What this exercise asks
1: Answer these from the post on interbreeding invasions:
(a) Which two places does the post name as the origin of Brown Anoles?
(b) From where did dingoes arrive in Australia, and how long ago?
(c) The habitats of which two bear species are beginning to merge?
2: According to the post on interbreeding invasions, why are Grizzly Bear and Polar Bear habitats beginning to merge? Answer in one to three sentences.

Text section

------------------------------------------------------------

The Interbreeding Invasion


No, I don’t mean that

I think everyone who is from some place anywhere at all knows that there are some species of critters that don’t belong there, and in fact, one of those species is probably you. Furthermore, if you’ve had science or biology classes growing up, you’re well aware of ecosystems, niches, and the “invasive species” that… invade them. Just to name a few invasive species in Florida: fire ants, pythons, iguanas, monkeys, lionfish, flamingos, and many species of parrots. Here are lists and lists of them. Not even those tiny little lizards (called Brown Anoles) you may have come to love if you’re lucky enough to be a non-Florida native are not original to the state (they hail from Cuba and the Bahamas and my brother’s friend while growing up’s garage).


Spontaneous generation IS possible if you have a have an empty ten gallon jug!

Sometimes these invasive species are plants and molds and yucky things. Sometimes they are also cute and cuddly. A classic case you may also have heard about is the invasion of rabbits in Australia, which I think Shaun Tan’s illustrated book, The Rabbits, presents as tragically as it does beautifully (and this is an art college, why use words).

Besides the rabbits (and humans) killing everything, so are Australia’s domestic cats and dogs. In fact Australia’s dogs are also interbreeding with the native Dingos, which themselves only arrived there from Southeast Asia and Indonesia 5,000 to 18,000 years ago. This interbreeding obviously increases the hybrid population while decreasing the “pure” dingo population. It’s yet unsure the ecological impact this interbreeding will have and there are many attempts to keep the so-called “wild dogs,” wild and keep the dingo pure. There is a whole Wikipedia article devoted to this topic you can read here.


I’d make a “dingo ate my baby” joke here, but it’s 2014. Come on.

Another cased of interbreeding and “invasion” that is just beginning to be understood is the case of the grolar/pizzly/prizzly bear, choose which ridiculous name you like best. Due to global warming/climate change/end times, choose which scientific name you like best, the habitats of the Grizzly Bear (and some other similar species of bear) are beginning to merge with those of the Polar Bear. Northern Canada is just becoming to hot and tropical these days and combined with mining and roadbuilding the Grizzlies are being pushed northward, while the Polar Bears are running lower on the vast spaces of ice they need to survive. Most previous encounters between these two species have been violent, but the encounters have been coming more “romantic’ (it’s Valentine’s Day soon, “Grromeo and Growliet, anyone?). One thing leads to another and… y’know. Next thing we know we get a very dangerous bear-filled episode of Maury.


You are not the father!!

There haven’t been too many confirmed and documented cases of this hybrid offspring in the wild yet, but it is believed that the hybridization is spreading, which is not good news even if you can accept something called a “pizzly bear.” It’s a threat to polar diversity, and the offspring are infertile, yet still take up all the time and resources of other struggling species. This article is brief, but expands on the issue. 

Interbreeding among species is representative of a changing world. For humans it can mean a culturally, genetically, and socially positive change and a step on the way to greater global alliance. However, the same does not necessarily apply to the animal kingdom. While this may be part of the evolution of some species, it means the end of evolution for others.

Anyone  else know of some interesting cases of two species coming together in the wild to create hybrids?

------------------------------------------------------------

Dataset content
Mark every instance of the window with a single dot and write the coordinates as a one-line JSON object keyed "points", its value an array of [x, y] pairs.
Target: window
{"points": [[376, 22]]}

------------------------------------------------------------

Task responses
1:
(a) Cuba and the Bahamas.
(b) From Southeast Asia and Indonesia, 5,000 to 18,000 years ago.
(c) The Grizzly Bear and the Polar Bear.

2: Global warming is making northern Canada too hot. Together with mining and roadbuilding, this is pushing Grizzlies northward, while Polar Bears are running low on the vast spaces of ice they need to survive.